→ **GIVEN TASK 1**
Write out the blog post on US war crimes in Afghanistan in full, word for word.

-------- SELECTED PASSAGE --------

Meanwhile, The Pace Of US War Crimes In Afghanistan Accelerates Dramatically

Jim here.

Some of you might remember that long ago, I used to blog nearly daily on the never-ending US military misadventures in Afghanistan and Iraq. The issues of torture, night raids, death squads, secret prisons, and then drones all made it obvious to anyone who was paying attention that the senseless crimes carried out under cover of the US “war effort” were creating new enemies faster than our forces were removing them from the battlefield. Spencer Ackerman today noted a new report from Human Rights Watch that gave me a serious flashback to the days of following those issues closely. What I saw there was jarring. It is clear that under Trump, what Obama had tried to pretty up and hide (even though it still went on) came back into more openness than at any time. Human Rights Watch pulls no punches in labeling many of the things they found as war crimes.

In a post nearly ten years ago, I noted, as usual, that things in Afghanistan were going poorly. That post, as I’m sure many of my posts around that time did, linked to one of the most seminal pieces of work describing what was really going on in the war effort their under the Obama Administration: Anand Gopal’s piece describing how the night raids that played such a crucial role in McChrystal’s COIN programs in both Iraq and Afghanistan were hidden by moving them to raiding parties comprised of Special Operations forces often supplemented with private, CIA-trained militias:

The American troops that operate under NATO command have begun to enforce stricter rules of engagement: they may now officially hold detainees for only ninety-six hours before transferring them to the Afghan authorities or freeing them, and Afghan forces must take the lead in house searches. American soldiers, when questioned, bristle at these restrictions–and have ways of circumventing them. “Sometimes we detain people, then, when the ninety-six hours are up, we transfer them to the Afghans,” said one marine who spoke on the condition of anonymity. “They rough them up a bit for us and then send them back to us for another ninety-six hours. This keeps going until we get what we want.”

--------

→ **GIVEN TASK 2**
Change every "stone canal wall" in the stored entries below to "brick canal wall" and leave everything else in those entries the same.

-------- RAW RECORDS --------

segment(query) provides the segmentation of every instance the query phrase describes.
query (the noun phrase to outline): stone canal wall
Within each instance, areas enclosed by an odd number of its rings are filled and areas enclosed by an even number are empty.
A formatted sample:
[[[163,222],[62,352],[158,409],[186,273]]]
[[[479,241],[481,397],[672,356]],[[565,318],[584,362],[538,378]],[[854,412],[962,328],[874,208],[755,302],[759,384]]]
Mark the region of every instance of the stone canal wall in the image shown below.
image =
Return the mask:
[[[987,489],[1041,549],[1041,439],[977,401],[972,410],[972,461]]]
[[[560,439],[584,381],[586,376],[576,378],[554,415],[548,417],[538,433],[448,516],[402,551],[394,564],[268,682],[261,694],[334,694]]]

--------

→ **CORRECT ANSWER 1**
Meanwhile, The Pace Of US War Crimes In Afghanistan Accelerates Dramatically

Jim here.

Some of you might remember that long ago, I used to blog nearly daily on the never-ending US military misadventures in Afghanistan and Iraq. The issues of torture, night raids, death squads, secret prisons, and then drones all made it obvious to anyone who was paying attention that the senseless crimes carried out under cover of the US “war effort” were creating new enemies faster than our forces were removing them from the battlefield. Spencer Ackerman today noted a new report from Human Rights Watch that gave me a serious flashback to the days of following those issues closely. What I saw there was jarring. It is clear that under Trump, what Obama had tried to pretty up and hide (even though it still went on) came back into more openness than at any time. Human Rights Watch pulls no punches in labeling many of the things they found as war crimes.

In a post nearly ten years ago, I noted, as usual, that things in Afghanistan were going poorly. That post, as I’m sure many of my posts around that time did, linked to one of the most seminal pieces of work describing what was really going on in the war effort their under the Obama Administration: Anand Gopal’s piece describing how the night raids that played such a crucial role in McChrystal’s COIN programs in both Iraq and Afghanistan were hidden by moving them to raiding parties comprised of Special Operations forces often supplemented with private, CIA-trained militias:

The American troops that operate under NATO command have begun to enforce stricter rules of engagement: they may now officially hold detainees for only ninety-six hours before transferring them to the Afghan authorities or freeing them, and Afghan forces must take the lead in house searches. American soldiers, when questioned, bristle at these restrictions–and have ways of circumventing them. “Sometimes we detain people, then, when the ninety-six hours are up, we transfer them to the Afghans,” said one marine who spoke on the condition of anonymity. “They rough them up a bit for us and then send them back to us for another ninety-six hours. This keeps going until we get what we want.”

→ **CORRECT ANSWER 2**
segment(query) provides the segmentation of every instance the query phrase describes.
query (the noun phrase to outline): brick canal wall
Within each instance, areas enclosed by an odd number of its rings are filled and areas enclosed by an even number are empty.
A formatted sample:
[[[163,222],[62,352],[158,409],[186,273]]]
[[[479,241],[481,397],[672,356]],[[565,318],[584,362],[538,378]],[[854,412],[962,328],[874,208],[755,302],[759,384]]]
Mark the region of every instance of the brick canal wall in the image shown below.
image =
Return the mask:
[[[987,489],[1041,549],[1041,439],[977,401],[972,410],[972,461]]]
[[[560,439],[584,381],[586,376],[576,378],[554,415],[548,417],[538,433],[448,516],[402,551],[394,564],[268,682],[261,694],[334,694]]]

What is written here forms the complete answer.